## TO BE DONE
Rewrite the records from the first line through the line that contains "(264, 211), (324, 266)", replacing "bbox_search" with "find_boxes" and leaving everything else unchanged.

## GIVEN ENTRIES
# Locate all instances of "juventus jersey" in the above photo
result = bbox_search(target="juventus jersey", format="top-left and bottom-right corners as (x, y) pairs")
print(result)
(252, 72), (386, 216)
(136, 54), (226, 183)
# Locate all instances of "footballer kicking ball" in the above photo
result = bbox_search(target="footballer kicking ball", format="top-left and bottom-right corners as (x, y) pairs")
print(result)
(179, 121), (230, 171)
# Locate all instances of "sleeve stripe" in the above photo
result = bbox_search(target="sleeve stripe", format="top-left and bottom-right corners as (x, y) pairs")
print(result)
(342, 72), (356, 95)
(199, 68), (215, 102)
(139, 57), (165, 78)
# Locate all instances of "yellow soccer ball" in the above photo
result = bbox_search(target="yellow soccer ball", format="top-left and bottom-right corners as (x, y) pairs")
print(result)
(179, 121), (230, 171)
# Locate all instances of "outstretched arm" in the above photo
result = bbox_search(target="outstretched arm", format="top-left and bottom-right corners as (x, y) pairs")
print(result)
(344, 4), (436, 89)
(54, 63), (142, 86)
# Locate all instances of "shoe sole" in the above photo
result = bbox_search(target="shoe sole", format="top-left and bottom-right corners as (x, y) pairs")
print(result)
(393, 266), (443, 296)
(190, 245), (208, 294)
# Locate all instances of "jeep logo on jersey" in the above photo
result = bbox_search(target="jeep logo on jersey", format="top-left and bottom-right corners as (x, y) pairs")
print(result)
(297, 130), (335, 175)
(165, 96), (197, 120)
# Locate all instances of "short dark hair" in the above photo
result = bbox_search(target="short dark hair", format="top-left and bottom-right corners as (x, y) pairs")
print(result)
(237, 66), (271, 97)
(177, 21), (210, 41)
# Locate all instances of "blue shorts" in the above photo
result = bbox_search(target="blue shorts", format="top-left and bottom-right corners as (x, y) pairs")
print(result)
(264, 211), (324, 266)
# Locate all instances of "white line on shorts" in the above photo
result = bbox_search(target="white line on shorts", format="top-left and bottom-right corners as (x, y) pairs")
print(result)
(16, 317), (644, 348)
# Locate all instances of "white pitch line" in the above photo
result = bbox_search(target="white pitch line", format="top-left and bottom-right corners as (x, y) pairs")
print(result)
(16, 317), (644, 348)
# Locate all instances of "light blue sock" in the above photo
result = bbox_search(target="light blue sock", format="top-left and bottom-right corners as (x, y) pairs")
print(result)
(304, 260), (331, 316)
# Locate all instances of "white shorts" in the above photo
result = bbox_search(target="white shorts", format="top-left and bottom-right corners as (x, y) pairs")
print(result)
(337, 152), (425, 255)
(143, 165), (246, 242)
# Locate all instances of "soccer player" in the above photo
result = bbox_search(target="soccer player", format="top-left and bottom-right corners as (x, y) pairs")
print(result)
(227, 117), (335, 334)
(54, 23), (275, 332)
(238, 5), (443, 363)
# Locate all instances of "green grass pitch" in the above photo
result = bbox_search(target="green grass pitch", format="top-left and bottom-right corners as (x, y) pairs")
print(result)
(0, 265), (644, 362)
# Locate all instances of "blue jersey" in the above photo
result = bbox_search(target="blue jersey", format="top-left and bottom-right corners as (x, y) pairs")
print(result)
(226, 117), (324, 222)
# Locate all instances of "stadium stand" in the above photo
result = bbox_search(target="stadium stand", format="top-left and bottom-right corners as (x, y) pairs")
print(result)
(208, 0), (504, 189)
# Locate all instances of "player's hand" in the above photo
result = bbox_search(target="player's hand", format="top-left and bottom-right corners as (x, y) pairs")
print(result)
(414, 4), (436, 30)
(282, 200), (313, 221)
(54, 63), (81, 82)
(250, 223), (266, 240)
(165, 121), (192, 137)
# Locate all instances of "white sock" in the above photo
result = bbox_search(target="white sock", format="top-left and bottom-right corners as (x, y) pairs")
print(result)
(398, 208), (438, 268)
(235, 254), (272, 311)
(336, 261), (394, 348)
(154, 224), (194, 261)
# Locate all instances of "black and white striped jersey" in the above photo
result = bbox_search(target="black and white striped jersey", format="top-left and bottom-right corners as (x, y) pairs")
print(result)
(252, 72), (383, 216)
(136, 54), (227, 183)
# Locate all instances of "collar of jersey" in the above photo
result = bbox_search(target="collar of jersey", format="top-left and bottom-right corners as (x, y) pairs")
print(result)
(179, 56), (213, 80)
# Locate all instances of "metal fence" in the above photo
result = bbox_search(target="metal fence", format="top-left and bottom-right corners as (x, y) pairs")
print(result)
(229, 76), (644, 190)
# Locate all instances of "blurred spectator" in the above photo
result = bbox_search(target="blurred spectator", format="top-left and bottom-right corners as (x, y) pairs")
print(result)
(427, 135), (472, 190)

## RESULT
# Locate all instances of "juventus jersey" in the above photo
result = find_boxes(target="juventus jersey", format="top-left and bottom-right corners as (x, y) pairs")
print(result)
(252, 72), (386, 216)
(136, 54), (226, 183)
# Locate all instances of "footballer kicking ball" in the above photo
result = find_boxes(target="footballer kicking ball", format="top-left and bottom-right corners as (x, y) pairs")
print(result)
(179, 121), (230, 171)
# Locate all instances of "sleeve stripe" in the above photo
result = find_boxes(target="sleeve stripe", format="top-left and bottom-right corners as (x, y) pairs")
print(result)
(342, 72), (356, 95)
(199, 68), (215, 102)
(139, 57), (165, 78)
# Locate all instances of "yellow soccer ball" in the above photo
result = find_boxes(target="yellow soccer ball", format="top-left and bottom-right corners as (x, y) pairs")
print(result)
(179, 121), (230, 171)
# Locate all instances of "outstretched arm" in the above photo
result = find_boxes(target="outstretched arm", format="top-left and bottom-right corners as (x, y) pairs")
print(result)
(344, 4), (436, 89)
(54, 63), (142, 86)
# Locate all instances of "shoe sole" in the above photo
result = find_boxes(target="shoe sole", format="top-left and bottom-right corners as (x, y) pairs")
print(result)
(393, 266), (443, 296)
(190, 245), (208, 294)
# Locate all instances of "jeep logo on jersey" in the above photo
result = find_boxes(target="jeep logo on jersey", format="top-left and bottom-right corners as (x, y) pairs")
print(result)
(297, 130), (335, 175)
(165, 96), (197, 120)
# Locate all instances of "short dark hair" in the above photo
result = find_boxes(target="short dark hair", format="top-left and bottom-right corners as (x, y) pairs")
print(result)
(237, 66), (271, 97)
(177, 21), (210, 41)
# Locate all instances of "blue shorts" in the above photo
result = find_boxes(target="blue shorts", format="top-left and bottom-right corners as (x, y) pairs")
print(result)
(264, 211), (324, 266)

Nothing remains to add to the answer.